*EXCERPT*.
::::
New Contributor
Posts: 1
Registered: ‎05-03-2018

how to do the right partitioning with multiple joins on multiple keys

multiple join , with biggest dataframe -largeDF , smaller b,b_tag dataframes(950MB) , and much smaller other dataframes with :

result = largeDF.join(a,largeDF.first=a.key, "left_outer")
                .join(b,largeDF.second=b.b_key, "left_outer")
                .join(b_tag,largeDF.third = b.tag_key, "left_outer")
                .join(c,largeDF.forth=c.key, "left_outer")
                .join(d,largeDF.fifth=d.key, "left_outer")


b=  broadcast(*(col(x).alias('b_' + x) for x in bDF.columns)))
b_tag = broadcast(*(col(x).alias('tag_' + x) for x in bDF.columns)))

i have broadcasted all the small dataframes , but failed to broadcast b, b_tag dataframes.
::::
(Contour labeling items)
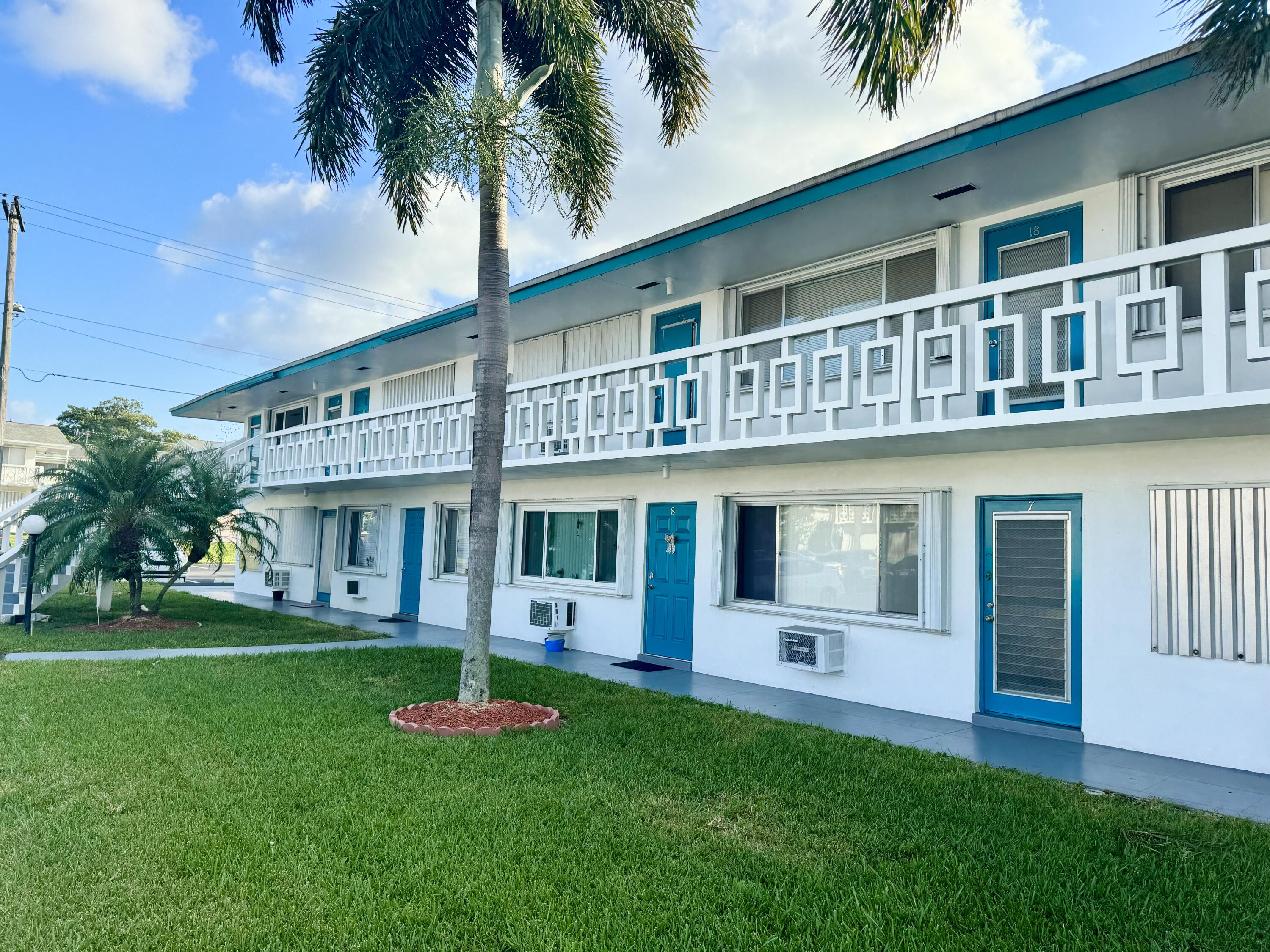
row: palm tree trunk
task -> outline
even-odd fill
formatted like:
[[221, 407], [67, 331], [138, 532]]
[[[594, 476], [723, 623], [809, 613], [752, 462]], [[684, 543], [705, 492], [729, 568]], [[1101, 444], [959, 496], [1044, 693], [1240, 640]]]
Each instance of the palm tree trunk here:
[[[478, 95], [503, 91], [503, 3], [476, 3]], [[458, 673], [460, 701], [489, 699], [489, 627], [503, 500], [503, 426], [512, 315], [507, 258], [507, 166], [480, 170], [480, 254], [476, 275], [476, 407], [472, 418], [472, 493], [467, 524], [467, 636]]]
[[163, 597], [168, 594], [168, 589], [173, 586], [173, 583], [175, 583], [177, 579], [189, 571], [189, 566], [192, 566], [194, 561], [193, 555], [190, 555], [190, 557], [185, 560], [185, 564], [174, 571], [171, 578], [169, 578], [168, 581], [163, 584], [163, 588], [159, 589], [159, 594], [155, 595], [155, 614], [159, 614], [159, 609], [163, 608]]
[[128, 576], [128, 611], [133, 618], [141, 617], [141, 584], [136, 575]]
::::
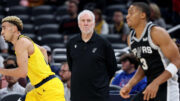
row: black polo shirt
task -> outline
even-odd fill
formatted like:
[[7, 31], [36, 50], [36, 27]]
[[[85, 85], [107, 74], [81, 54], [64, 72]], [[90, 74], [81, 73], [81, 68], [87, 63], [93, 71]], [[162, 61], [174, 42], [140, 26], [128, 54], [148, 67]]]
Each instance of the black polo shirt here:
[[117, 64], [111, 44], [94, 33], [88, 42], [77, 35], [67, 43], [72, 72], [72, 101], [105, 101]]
::::
*REQUIRED WORK*. Reproduce the passage from the forum post on partitioning joins, starting with "how to do the" and going on through "broadcast(*(col(x).alias('tag_' + x) for x in bDF.columns)))".

*RESULT OF THIS TASK*.
how to do the right partitioning with multiple joins on multiple keys

multiple join , with biggest dataframe -largeDF , smaller b,b_tag dataframes(950MB) , and much smaller other dataframes with :

result = largeDF.join(a,largeDF.first=a.key, "left_outer")
                .join(b,largeDF.second=b.b_key, "left_outer")
                .join(b_tag,largeDF.third = b.tag_key, "left_outer")
                .join(c,largeDF.forth=c.key, "left_outer")
                .join(d,largeDF.fifth=d.key, "left_outer")


b=  broadcast(*(col(x).alias('b_' + x) for x in bDF.columns)))
b_tag = broadcast(*(col(x).alias('tag_' + x) for x in bDF.columns)))